» **GIVEN PROBLEM**: Everything from the line containing "Every instance of the white splash" through the final line of the records must be transcribed verbatim; nothing else belongs in the result.

(Object location annotation data)
================

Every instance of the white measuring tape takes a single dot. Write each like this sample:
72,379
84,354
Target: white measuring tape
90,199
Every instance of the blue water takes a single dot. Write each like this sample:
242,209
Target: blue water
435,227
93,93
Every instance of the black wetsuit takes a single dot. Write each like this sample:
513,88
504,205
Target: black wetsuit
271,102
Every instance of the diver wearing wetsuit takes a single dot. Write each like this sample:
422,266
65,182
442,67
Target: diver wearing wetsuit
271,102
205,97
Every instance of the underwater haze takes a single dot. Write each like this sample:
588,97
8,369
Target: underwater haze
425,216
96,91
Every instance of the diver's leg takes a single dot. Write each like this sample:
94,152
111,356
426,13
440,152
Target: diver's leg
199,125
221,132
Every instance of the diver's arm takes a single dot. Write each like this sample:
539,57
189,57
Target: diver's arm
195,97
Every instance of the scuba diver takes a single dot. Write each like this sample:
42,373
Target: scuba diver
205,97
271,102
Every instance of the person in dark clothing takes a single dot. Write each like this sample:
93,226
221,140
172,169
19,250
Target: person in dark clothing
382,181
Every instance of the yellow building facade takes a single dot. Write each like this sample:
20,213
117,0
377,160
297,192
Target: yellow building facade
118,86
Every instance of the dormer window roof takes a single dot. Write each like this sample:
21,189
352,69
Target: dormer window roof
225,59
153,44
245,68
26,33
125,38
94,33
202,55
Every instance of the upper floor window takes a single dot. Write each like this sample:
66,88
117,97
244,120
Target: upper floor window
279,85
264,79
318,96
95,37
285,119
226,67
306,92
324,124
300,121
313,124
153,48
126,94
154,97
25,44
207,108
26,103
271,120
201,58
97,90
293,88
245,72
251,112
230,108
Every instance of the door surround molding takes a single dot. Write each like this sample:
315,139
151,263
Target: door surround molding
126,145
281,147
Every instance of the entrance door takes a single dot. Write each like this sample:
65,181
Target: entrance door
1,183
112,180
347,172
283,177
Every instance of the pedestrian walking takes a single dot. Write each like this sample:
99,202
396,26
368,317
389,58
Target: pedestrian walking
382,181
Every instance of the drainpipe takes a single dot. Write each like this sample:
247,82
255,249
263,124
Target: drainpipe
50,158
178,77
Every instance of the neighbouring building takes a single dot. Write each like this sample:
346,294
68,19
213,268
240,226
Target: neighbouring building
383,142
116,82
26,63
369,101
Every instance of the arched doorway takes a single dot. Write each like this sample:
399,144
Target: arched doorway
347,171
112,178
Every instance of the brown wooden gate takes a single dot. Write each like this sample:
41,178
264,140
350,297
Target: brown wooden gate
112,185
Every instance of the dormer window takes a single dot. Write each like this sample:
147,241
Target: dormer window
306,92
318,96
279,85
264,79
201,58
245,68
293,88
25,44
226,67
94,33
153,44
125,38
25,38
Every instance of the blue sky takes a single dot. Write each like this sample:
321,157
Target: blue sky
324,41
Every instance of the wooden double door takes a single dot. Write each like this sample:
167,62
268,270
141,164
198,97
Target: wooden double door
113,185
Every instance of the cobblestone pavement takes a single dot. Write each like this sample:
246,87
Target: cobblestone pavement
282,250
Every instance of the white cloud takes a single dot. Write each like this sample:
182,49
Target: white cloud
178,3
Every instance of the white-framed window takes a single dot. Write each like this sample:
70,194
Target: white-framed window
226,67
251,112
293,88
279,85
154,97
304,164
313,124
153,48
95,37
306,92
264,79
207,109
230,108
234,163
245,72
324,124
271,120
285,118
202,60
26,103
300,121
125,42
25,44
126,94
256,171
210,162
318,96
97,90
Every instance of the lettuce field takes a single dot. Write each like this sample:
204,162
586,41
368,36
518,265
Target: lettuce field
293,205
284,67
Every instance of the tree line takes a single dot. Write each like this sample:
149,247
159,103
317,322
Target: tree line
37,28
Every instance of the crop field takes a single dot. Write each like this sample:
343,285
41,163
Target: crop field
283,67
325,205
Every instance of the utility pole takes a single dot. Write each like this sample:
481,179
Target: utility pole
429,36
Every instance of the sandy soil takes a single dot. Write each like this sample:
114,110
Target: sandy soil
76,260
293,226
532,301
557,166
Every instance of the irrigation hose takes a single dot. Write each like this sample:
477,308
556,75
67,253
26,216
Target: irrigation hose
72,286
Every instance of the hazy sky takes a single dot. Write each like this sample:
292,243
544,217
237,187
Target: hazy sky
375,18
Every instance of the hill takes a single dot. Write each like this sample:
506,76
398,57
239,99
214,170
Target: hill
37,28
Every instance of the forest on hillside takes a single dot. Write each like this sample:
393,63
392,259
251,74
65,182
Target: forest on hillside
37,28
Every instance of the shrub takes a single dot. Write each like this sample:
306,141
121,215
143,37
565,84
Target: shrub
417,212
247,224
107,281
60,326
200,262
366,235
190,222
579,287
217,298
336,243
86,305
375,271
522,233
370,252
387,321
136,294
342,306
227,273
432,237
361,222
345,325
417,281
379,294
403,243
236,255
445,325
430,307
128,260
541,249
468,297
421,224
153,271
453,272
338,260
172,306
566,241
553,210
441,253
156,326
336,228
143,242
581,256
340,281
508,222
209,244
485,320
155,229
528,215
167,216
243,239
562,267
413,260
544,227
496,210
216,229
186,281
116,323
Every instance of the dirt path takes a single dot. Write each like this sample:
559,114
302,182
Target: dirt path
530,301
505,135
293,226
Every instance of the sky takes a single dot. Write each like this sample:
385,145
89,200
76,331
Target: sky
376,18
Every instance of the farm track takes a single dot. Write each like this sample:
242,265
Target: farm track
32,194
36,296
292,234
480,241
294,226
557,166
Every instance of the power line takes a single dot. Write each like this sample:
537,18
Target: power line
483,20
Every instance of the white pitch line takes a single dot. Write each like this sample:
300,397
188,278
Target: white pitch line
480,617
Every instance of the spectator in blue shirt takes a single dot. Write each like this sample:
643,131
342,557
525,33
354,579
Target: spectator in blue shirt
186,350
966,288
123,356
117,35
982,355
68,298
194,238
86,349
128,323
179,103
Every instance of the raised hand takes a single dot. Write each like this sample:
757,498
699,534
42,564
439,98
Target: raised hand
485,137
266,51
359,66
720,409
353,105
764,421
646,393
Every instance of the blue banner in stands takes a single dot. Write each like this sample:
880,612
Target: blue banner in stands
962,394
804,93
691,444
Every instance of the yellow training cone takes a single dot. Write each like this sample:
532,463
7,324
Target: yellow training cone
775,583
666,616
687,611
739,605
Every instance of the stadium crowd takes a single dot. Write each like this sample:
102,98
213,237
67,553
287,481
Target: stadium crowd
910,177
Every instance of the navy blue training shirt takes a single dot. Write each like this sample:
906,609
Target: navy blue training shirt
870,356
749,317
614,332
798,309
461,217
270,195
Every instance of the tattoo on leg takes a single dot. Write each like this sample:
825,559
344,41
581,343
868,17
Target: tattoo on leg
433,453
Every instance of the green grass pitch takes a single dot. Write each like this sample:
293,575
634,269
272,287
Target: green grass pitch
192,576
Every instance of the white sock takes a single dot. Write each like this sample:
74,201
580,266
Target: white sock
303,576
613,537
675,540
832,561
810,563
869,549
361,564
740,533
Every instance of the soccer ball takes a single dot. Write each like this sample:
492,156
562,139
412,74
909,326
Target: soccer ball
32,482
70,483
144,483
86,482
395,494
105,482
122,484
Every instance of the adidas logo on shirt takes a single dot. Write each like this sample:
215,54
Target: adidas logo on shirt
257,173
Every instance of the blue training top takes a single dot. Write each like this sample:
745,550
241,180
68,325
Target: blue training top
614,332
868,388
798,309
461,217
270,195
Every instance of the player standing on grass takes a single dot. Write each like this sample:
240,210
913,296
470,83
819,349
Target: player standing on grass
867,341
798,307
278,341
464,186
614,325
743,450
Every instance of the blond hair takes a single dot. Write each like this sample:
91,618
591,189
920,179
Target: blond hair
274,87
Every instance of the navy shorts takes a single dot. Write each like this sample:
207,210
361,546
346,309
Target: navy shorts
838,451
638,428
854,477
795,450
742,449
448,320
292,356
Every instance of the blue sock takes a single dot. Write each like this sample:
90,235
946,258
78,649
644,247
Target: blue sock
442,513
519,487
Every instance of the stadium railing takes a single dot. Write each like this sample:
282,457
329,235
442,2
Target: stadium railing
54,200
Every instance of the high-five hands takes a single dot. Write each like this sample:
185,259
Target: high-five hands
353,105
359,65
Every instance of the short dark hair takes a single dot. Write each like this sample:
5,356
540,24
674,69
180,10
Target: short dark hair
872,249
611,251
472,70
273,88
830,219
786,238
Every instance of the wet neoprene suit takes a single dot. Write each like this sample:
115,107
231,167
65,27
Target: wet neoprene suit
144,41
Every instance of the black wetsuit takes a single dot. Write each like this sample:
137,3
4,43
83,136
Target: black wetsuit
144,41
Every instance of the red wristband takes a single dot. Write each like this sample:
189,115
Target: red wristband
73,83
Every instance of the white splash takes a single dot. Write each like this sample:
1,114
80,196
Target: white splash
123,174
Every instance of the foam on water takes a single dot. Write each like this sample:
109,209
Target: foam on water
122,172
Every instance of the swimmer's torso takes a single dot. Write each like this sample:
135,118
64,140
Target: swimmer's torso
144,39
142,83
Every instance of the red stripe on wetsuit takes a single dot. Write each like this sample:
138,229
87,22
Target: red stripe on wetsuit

================

» **SOLVED PROBLEM**:
Every instance of the white splash takes a single dot. Write each like this sample:
1,114
80,196
Target: white splash
123,174
Every instance of the foam on water takes a single dot. Write each like this sample:
109,209
Target: foam on water
122,172
Every instance of the swimmer's torso takes a single dot. Write each like this sample:
135,118
64,140
Target: swimmer's torso
144,39
142,83
Every instance of the red stripe on wetsuit takes a single dot. Write each like this sample:
138,229
87,22
Target: red stripe on wetsuit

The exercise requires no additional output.